__Task objective__: Your answer must consist solely of the lines from the start of the entries below through the line with "Might you point out the horse's mane", unchanged.

(Stored data entries)

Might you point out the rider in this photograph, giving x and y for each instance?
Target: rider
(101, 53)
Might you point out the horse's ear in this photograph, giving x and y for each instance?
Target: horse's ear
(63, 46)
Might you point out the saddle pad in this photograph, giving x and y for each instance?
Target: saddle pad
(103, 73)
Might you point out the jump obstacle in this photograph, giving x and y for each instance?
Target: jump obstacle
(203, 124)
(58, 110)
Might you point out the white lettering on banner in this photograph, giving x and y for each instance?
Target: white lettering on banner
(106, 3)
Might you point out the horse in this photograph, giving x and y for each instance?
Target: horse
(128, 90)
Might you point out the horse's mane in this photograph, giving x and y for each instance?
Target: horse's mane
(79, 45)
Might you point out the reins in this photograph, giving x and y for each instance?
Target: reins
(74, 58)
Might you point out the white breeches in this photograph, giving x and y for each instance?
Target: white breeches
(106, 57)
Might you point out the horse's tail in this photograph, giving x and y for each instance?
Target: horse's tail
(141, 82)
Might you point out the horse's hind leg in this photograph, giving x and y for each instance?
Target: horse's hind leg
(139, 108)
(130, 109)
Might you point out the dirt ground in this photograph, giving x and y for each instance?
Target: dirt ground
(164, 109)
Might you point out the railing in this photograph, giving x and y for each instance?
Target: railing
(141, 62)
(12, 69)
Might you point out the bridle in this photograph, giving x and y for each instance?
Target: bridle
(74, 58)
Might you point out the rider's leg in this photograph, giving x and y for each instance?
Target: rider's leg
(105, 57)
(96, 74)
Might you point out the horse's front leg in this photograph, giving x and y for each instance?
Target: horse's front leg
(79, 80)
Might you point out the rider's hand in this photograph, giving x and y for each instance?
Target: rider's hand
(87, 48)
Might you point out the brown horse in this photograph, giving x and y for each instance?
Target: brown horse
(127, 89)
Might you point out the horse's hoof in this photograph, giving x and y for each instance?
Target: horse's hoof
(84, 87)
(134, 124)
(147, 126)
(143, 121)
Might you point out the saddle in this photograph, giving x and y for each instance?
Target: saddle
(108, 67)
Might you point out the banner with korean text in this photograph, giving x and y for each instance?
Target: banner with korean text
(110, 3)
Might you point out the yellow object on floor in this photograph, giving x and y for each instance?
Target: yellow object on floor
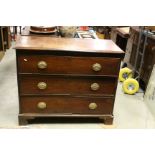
(130, 86)
(124, 74)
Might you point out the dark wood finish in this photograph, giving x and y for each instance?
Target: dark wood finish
(67, 105)
(149, 57)
(68, 44)
(29, 31)
(68, 76)
(69, 85)
(5, 38)
(68, 65)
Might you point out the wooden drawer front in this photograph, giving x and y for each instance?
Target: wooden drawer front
(62, 104)
(68, 65)
(66, 85)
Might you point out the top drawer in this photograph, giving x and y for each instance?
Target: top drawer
(48, 64)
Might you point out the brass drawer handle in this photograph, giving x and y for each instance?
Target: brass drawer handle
(42, 85)
(92, 106)
(41, 105)
(96, 67)
(42, 65)
(95, 86)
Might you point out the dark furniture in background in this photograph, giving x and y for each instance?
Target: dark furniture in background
(5, 38)
(149, 57)
(62, 77)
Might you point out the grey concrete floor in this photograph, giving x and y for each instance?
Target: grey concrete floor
(130, 111)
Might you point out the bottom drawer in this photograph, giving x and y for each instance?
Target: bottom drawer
(66, 105)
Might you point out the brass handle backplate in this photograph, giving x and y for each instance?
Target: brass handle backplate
(92, 106)
(42, 65)
(41, 105)
(96, 67)
(42, 85)
(95, 86)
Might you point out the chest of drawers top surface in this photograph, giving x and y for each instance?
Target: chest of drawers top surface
(68, 44)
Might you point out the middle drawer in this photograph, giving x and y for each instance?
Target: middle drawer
(47, 84)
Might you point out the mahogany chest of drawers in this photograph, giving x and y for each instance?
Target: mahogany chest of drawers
(61, 77)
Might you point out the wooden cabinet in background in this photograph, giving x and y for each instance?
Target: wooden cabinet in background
(5, 38)
(149, 57)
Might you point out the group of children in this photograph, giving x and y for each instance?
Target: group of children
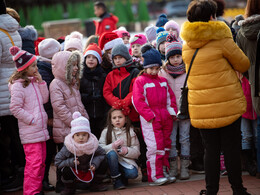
(116, 101)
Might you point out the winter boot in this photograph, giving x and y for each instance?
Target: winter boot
(173, 172)
(184, 172)
(118, 184)
(70, 188)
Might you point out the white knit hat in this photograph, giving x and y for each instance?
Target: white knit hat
(79, 124)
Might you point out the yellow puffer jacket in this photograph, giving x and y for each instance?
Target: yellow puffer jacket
(215, 97)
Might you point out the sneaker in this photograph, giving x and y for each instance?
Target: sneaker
(159, 181)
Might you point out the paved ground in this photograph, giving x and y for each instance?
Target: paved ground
(187, 187)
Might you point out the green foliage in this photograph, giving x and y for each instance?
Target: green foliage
(143, 14)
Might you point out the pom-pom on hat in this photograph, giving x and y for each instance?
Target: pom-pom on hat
(48, 47)
(95, 50)
(138, 39)
(161, 20)
(172, 46)
(161, 37)
(22, 58)
(79, 124)
(174, 25)
(74, 40)
(152, 57)
(150, 32)
(108, 40)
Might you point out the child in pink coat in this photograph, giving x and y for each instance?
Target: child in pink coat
(28, 94)
(155, 102)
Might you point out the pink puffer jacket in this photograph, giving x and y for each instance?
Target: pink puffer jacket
(27, 106)
(65, 97)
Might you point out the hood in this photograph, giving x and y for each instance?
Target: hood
(250, 27)
(62, 65)
(28, 33)
(198, 34)
(8, 23)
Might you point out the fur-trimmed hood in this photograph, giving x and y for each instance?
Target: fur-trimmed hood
(198, 34)
(28, 33)
(250, 27)
(62, 65)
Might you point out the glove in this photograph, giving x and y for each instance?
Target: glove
(124, 150)
(117, 143)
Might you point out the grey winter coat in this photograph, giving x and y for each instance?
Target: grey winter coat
(247, 41)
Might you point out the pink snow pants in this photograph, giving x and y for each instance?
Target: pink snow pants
(35, 155)
(158, 141)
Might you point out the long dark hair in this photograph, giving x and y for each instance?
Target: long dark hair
(110, 128)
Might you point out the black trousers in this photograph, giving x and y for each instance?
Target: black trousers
(228, 140)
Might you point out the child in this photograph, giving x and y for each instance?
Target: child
(175, 73)
(28, 94)
(106, 42)
(136, 43)
(160, 43)
(47, 48)
(155, 102)
(65, 96)
(122, 147)
(74, 42)
(81, 159)
(91, 89)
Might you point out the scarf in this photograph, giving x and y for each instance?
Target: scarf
(176, 71)
(80, 149)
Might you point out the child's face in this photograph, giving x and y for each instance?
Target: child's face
(119, 60)
(175, 60)
(136, 49)
(81, 137)
(118, 119)
(153, 70)
(162, 48)
(75, 68)
(126, 39)
(91, 61)
(32, 70)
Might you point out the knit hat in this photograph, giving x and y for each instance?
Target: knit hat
(2, 7)
(152, 57)
(122, 33)
(150, 32)
(138, 39)
(160, 29)
(172, 46)
(108, 40)
(161, 37)
(79, 124)
(174, 25)
(95, 50)
(22, 58)
(121, 50)
(74, 40)
(161, 20)
(48, 47)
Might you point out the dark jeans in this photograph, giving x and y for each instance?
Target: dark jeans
(11, 149)
(228, 140)
(116, 169)
(68, 176)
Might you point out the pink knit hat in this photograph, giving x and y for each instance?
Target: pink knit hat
(174, 25)
(138, 39)
(79, 124)
(48, 47)
(74, 41)
(22, 58)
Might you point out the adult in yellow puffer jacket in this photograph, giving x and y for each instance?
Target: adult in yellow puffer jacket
(216, 99)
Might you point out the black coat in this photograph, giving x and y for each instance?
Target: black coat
(91, 90)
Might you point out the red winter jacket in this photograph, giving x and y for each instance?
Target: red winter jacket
(106, 24)
(119, 86)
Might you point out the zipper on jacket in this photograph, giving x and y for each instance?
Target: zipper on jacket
(40, 109)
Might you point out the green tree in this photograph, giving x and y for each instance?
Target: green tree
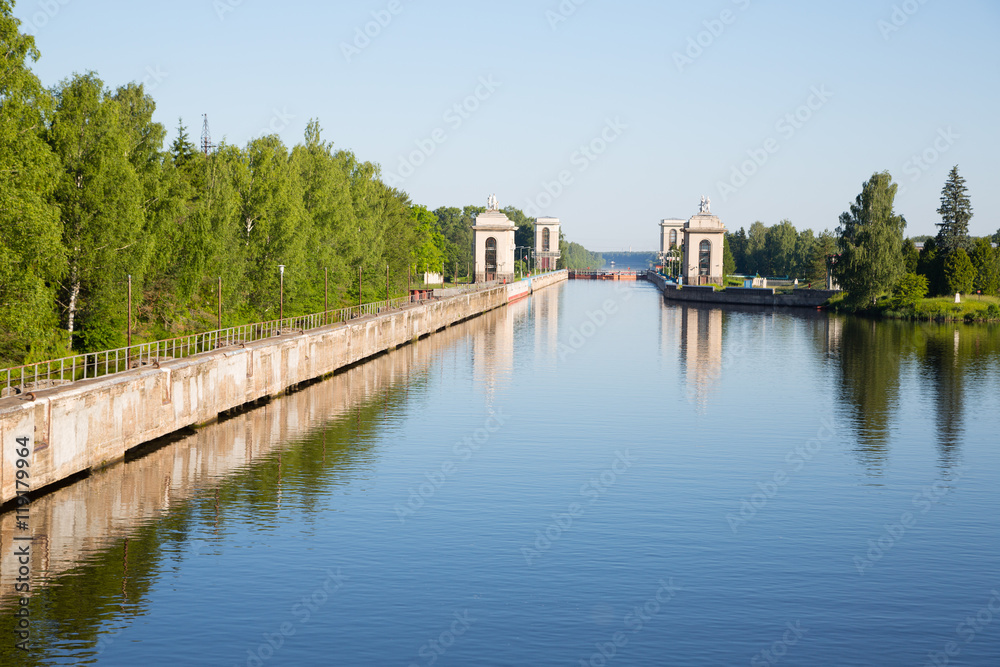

__Solution to this problem__:
Might you point out the rider in this photograph, giving x and y for each instance?
Target: rider
(101, 53)
Might you point out the horse's ear in this photograph, giving x and y for each instance?
Target: horse's ear
(63, 46)
Might you point out the saddle pad in this photograph, giving x and y for each instance?
Target: saddle pad
(103, 73)
Might you point out the jump obstacle in this photograph, giving x and y for each instance?
Target: jump obstacle
(203, 124)
(58, 110)
Might you point out the white lettering on banner in this photograph, giving x and y for each instance?
Target: white lettering on banner
(106, 3)
Might you point out the horse in this photograph, giving x and y for each instance?
Target: horse
(128, 90)
Might you point out the horse's mane in this photograph, giving x and y for each instance?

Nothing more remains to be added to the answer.